*Problem statement:* Without changing a word, repeat the data, and include no pictures.

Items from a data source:
*** Block opens ***
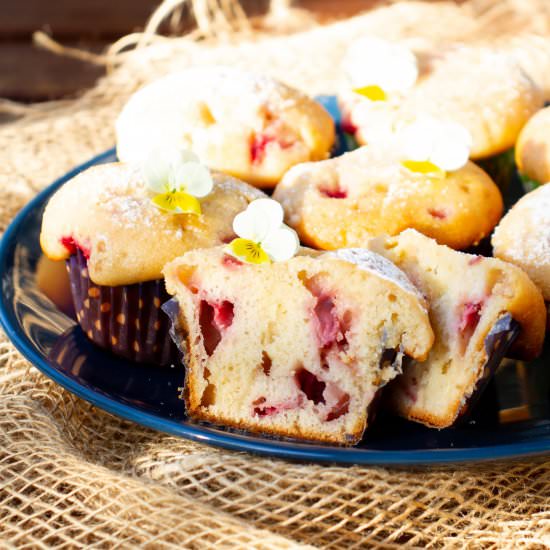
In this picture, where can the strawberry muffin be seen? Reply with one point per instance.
(481, 88)
(479, 309)
(250, 126)
(296, 348)
(533, 149)
(421, 180)
(523, 237)
(117, 225)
*** Block closes ***
*Written response:*
In this picture, where can the strawberry muffin be seen? Reply with one point per instance.
(481, 88)
(479, 309)
(250, 126)
(296, 348)
(533, 149)
(421, 180)
(523, 237)
(117, 225)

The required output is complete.